→ Challenge
Write out the listing below from the line with "Please put a dot on every instance of the pantry sign" up to and including the line with "<point>571,358</point>", and shift every x and y coordinate in the points up by 75. Leave all other text unchanged, and give only those lines.

→ Entries
++++++++++

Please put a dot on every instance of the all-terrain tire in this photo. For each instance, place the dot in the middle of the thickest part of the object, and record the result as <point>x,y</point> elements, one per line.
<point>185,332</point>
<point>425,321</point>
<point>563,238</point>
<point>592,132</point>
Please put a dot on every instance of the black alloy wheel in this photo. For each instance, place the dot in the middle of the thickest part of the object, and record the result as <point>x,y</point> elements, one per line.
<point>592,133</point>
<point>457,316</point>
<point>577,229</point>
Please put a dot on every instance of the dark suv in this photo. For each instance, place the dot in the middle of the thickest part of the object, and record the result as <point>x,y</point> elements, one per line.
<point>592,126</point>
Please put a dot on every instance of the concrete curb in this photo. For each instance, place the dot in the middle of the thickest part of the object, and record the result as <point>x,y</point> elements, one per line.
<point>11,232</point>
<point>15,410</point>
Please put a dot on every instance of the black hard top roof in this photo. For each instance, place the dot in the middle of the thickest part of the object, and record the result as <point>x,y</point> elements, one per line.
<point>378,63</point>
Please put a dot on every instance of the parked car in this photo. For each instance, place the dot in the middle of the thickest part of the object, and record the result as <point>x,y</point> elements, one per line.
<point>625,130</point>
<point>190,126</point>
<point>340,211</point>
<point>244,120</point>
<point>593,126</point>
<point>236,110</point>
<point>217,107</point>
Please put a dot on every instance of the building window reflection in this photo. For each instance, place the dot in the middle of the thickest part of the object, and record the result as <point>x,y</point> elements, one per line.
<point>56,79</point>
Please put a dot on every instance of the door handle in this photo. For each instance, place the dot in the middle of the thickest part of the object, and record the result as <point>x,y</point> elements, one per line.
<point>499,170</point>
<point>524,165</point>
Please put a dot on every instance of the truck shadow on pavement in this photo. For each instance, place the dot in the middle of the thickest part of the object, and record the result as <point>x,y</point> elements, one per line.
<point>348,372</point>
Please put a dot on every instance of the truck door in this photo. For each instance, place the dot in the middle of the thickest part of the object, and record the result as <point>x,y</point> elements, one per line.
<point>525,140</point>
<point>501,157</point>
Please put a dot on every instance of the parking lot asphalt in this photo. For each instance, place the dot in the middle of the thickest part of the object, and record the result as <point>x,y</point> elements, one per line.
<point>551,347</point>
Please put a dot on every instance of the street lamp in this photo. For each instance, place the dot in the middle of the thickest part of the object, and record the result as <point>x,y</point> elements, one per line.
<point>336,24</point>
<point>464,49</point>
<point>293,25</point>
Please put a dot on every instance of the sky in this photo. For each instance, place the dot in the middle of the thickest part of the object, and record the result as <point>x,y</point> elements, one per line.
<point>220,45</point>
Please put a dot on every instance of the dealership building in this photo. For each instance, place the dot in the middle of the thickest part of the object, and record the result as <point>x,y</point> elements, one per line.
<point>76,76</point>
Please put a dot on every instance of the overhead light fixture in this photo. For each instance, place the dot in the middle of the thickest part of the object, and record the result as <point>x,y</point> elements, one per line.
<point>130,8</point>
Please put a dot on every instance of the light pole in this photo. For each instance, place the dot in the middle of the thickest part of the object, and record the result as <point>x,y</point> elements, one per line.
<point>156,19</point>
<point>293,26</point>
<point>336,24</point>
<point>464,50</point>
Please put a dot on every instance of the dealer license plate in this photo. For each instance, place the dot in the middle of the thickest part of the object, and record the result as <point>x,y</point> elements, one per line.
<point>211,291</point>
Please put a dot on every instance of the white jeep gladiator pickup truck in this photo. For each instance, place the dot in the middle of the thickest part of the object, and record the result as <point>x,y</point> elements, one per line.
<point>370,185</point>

++++++++++

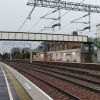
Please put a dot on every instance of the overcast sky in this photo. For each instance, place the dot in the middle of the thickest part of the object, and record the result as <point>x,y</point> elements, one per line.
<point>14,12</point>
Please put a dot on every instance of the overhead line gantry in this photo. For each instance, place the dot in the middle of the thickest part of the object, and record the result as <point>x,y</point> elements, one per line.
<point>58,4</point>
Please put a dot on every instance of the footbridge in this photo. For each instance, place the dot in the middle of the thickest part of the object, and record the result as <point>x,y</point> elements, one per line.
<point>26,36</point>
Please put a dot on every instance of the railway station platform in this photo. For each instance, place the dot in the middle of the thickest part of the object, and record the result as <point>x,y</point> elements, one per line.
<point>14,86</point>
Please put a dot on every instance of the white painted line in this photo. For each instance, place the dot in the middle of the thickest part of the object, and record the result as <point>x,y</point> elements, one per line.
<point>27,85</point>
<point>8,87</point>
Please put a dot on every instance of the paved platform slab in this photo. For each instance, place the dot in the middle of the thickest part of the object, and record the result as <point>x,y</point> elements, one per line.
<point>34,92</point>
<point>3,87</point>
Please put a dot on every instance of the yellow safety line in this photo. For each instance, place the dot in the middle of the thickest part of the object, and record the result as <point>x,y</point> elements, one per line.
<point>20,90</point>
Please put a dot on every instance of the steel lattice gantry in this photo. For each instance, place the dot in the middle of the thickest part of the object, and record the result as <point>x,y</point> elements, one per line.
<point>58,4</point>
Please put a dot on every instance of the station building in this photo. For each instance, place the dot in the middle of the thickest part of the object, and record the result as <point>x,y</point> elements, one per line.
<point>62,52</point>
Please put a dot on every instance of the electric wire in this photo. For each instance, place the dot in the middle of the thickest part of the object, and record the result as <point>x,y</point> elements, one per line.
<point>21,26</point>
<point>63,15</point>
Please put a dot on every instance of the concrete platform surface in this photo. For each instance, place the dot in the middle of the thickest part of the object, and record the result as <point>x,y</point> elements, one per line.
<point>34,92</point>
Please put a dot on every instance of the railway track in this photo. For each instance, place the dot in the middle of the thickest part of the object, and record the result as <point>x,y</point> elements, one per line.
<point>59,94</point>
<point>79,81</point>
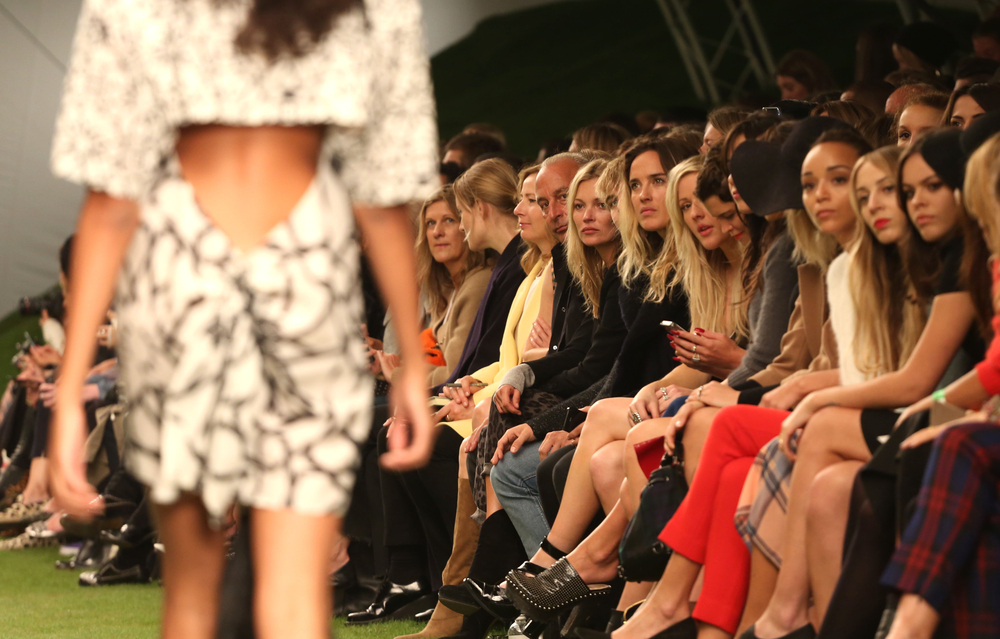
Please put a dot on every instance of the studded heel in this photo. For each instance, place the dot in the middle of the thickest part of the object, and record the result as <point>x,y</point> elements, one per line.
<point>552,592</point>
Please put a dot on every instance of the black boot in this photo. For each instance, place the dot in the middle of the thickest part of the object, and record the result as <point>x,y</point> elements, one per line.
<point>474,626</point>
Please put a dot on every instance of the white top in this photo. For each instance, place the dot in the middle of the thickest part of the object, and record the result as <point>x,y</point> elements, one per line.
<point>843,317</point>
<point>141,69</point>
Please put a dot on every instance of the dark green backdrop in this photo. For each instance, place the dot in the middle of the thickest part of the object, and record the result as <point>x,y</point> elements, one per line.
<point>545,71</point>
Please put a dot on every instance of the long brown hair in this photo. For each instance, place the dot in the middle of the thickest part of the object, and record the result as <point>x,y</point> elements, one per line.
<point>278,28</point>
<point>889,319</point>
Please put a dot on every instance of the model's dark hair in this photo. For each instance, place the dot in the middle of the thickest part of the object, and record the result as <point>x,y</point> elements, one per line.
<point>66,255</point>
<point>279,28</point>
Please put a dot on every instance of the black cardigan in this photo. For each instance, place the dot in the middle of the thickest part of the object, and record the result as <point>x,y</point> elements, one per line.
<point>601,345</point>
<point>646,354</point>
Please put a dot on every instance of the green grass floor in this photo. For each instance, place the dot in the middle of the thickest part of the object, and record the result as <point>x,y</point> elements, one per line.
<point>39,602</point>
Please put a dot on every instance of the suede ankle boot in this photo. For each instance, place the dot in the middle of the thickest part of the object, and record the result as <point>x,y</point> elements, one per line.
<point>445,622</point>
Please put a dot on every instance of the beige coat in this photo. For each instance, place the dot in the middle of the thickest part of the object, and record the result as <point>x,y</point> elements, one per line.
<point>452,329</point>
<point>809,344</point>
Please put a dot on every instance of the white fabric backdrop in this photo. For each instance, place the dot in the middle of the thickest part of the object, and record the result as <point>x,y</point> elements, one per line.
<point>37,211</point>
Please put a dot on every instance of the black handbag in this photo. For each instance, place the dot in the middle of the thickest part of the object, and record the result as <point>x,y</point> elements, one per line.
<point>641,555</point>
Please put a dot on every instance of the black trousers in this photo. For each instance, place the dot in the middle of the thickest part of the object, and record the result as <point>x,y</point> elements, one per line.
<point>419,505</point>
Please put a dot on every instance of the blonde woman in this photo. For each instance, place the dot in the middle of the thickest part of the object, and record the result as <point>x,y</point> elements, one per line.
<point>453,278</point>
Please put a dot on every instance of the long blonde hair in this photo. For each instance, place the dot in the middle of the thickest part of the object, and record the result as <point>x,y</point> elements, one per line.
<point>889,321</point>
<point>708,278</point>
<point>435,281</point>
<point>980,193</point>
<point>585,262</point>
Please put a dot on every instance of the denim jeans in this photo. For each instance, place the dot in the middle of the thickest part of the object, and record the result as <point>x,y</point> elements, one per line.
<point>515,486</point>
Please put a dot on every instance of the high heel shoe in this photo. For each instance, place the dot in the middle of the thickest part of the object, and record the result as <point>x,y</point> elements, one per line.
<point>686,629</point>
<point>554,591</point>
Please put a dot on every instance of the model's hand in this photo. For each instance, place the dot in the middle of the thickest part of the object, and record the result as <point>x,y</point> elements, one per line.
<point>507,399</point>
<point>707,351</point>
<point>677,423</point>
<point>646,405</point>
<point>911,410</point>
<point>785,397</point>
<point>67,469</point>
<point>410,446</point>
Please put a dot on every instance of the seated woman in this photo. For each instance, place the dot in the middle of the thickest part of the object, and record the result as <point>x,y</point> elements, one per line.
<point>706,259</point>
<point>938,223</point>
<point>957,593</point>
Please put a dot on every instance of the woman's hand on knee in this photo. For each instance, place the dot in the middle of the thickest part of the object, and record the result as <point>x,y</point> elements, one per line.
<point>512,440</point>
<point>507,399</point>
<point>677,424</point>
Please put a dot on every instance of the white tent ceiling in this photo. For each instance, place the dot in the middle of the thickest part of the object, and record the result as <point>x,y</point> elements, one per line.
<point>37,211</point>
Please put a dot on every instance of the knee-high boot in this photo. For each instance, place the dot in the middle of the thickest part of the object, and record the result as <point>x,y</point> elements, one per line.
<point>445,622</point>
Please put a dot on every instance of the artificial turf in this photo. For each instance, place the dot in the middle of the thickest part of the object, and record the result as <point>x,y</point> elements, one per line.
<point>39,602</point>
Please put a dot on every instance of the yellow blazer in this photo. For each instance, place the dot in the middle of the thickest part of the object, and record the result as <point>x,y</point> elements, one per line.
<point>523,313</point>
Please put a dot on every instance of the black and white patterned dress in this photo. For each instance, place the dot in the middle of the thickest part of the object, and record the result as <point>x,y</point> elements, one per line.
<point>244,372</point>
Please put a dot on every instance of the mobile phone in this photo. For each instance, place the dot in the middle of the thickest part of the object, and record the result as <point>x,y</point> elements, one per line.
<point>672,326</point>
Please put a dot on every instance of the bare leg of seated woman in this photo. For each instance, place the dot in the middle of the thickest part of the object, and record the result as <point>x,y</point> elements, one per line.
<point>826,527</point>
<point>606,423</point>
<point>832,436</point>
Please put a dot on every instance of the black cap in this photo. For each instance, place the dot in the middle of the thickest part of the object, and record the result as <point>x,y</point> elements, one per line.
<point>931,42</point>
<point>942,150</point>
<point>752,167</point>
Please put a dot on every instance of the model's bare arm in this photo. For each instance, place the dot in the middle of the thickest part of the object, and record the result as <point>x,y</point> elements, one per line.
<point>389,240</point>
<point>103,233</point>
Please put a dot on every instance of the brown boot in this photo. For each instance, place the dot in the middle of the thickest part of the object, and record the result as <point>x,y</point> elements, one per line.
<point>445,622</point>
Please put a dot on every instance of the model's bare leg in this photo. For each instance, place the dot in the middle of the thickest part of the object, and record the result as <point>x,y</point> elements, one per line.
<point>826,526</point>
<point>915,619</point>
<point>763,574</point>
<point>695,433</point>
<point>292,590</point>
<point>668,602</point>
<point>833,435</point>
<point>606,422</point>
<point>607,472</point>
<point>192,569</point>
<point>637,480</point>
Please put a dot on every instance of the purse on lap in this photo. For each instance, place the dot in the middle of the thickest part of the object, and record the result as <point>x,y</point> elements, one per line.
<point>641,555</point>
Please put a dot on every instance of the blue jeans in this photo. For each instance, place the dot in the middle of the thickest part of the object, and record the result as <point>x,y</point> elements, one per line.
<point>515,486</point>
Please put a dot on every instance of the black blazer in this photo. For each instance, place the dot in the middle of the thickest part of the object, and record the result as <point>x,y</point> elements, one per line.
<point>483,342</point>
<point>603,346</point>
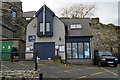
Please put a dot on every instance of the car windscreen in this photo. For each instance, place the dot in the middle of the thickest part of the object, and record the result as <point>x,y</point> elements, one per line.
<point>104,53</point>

++++++++++

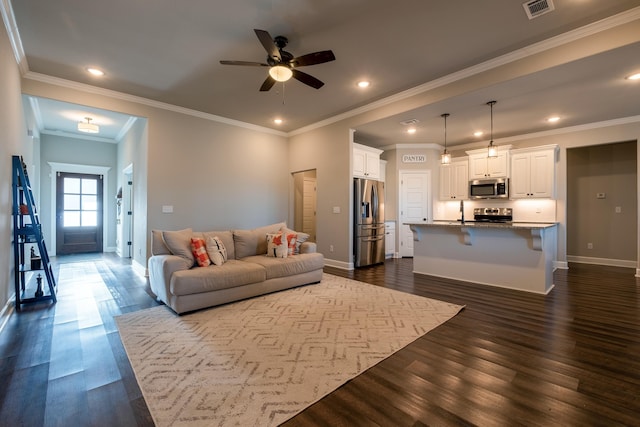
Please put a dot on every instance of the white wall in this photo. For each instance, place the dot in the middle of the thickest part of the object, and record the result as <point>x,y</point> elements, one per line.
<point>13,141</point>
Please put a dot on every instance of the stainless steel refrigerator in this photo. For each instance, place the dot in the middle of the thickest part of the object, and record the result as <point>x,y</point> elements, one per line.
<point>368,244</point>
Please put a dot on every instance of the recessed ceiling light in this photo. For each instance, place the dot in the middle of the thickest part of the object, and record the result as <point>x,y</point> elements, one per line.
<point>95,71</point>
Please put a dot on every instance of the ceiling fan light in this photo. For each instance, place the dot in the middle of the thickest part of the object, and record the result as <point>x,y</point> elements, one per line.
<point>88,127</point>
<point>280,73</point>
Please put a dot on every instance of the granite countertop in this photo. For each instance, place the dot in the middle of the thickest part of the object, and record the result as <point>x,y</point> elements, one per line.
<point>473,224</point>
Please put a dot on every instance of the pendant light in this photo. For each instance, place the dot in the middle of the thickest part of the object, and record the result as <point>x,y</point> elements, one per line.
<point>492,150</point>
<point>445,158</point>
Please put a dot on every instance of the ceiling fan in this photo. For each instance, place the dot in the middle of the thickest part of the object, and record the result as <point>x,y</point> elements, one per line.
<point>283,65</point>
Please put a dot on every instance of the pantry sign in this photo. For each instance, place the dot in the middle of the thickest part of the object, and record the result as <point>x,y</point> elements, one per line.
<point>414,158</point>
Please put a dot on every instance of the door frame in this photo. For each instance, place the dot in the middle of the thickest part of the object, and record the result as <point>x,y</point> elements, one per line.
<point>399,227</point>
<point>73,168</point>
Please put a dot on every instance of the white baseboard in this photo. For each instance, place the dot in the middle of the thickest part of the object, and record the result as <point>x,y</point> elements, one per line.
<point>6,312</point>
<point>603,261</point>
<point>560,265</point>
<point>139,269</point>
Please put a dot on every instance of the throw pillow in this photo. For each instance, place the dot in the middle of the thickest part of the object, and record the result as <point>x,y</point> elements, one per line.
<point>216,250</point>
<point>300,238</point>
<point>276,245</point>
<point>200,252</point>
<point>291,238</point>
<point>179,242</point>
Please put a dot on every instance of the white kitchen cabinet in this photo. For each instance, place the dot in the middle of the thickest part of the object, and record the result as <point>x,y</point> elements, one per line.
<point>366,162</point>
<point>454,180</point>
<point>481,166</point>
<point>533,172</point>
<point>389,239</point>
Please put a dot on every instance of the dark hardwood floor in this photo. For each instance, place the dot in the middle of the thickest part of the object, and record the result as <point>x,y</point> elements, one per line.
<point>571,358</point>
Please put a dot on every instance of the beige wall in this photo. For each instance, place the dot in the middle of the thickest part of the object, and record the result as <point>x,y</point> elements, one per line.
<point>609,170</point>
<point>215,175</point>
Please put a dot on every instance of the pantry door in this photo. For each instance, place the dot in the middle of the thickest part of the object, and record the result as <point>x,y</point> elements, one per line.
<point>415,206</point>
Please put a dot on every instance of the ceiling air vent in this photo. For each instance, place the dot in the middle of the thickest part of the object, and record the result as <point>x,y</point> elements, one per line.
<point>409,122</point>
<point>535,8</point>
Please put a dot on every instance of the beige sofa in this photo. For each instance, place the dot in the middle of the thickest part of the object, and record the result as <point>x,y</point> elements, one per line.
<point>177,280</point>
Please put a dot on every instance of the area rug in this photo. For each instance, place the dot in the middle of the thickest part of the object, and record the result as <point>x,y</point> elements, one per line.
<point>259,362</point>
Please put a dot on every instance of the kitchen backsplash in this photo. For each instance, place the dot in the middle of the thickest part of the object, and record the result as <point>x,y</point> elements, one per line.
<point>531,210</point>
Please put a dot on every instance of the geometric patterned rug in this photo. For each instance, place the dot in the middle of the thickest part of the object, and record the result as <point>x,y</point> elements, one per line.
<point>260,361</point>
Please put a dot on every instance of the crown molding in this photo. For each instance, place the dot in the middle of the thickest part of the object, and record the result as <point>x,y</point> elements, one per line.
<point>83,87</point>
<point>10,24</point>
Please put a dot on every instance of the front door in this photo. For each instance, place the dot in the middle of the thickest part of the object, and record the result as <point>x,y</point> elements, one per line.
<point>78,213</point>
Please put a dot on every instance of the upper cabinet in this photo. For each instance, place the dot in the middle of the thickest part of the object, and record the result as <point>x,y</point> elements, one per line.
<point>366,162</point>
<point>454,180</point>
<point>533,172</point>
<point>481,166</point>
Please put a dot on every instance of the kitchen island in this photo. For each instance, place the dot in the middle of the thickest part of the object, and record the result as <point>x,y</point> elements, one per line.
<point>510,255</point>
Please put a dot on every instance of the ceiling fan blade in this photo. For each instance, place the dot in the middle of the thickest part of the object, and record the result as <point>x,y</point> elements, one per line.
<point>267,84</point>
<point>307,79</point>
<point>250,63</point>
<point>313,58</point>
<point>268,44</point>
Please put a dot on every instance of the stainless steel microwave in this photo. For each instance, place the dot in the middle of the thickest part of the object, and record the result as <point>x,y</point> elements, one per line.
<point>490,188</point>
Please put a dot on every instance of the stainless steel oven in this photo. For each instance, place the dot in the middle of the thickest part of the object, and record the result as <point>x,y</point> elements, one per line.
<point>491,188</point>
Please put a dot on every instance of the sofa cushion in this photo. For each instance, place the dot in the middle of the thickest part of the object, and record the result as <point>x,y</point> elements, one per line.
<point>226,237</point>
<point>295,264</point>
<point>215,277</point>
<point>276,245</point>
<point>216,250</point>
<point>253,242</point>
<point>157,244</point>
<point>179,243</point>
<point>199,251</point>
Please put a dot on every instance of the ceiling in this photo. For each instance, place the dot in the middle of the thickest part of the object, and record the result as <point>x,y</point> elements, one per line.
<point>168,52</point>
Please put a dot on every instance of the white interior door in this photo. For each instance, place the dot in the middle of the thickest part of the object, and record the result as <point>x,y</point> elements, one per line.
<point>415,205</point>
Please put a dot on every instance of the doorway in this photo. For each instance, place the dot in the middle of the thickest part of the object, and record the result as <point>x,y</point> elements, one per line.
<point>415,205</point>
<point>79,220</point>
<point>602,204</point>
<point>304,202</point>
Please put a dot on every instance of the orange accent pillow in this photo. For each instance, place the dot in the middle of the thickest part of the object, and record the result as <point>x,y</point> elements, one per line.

++++++++++

→ Task result
Please put a dot on every instance of the pantry sign in this photo. For each instance, place the dot in the middle of the thickest part of the object, and record the result as <point>x,y</point> elements, one per line.
<point>489,233</point>
Please put a dot on every instance of the door frame in this photo. For each instance, place the dot in the middle of the thickest part of the object, and record the result as <point>x,y</point> elements, one per line.
<point>474,302</point>
<point>148,243</point>
Please put a dot on every instance of the white baseboard in this photo. For each instance, place the dot in the middle of the thickest part of the object, and record the result as <point>x,y</point> elements, one per line.
<point>81,387</point>
<point>678,336</point>
<point>635,340</point>
<point>214,344</point>
Please put a dot on every instance of the throw pillow in this photo. For each instance, place the dot in the middle of the thickest part of the object, and record the result as <point>x,y</point> elements, one per line.
<point>291,325</point>
<point>375,313</point>
<point>351,320</point>
<point>275,327</point>
<point>366,313</point>
<point>254,317</point>
Please put a dot on every instance of the white kitchen cabinet in this photo. For each instance, place the dot in the middle of the thickest part of the object, and record the result as <point>x,y</point> elements, one per line.
<point>441,237</point>
<point>529,255</point>
<point>556,241</point>
<point>608,247</point>
<point>464,314</point>
Please put a dot on every instance of the dark hardwood floor in this photo. For each instance, place the dot in the middle of the thickest part of the object, and record the result as <point>x,y</point> elements, one per line.
<point>646,433</point>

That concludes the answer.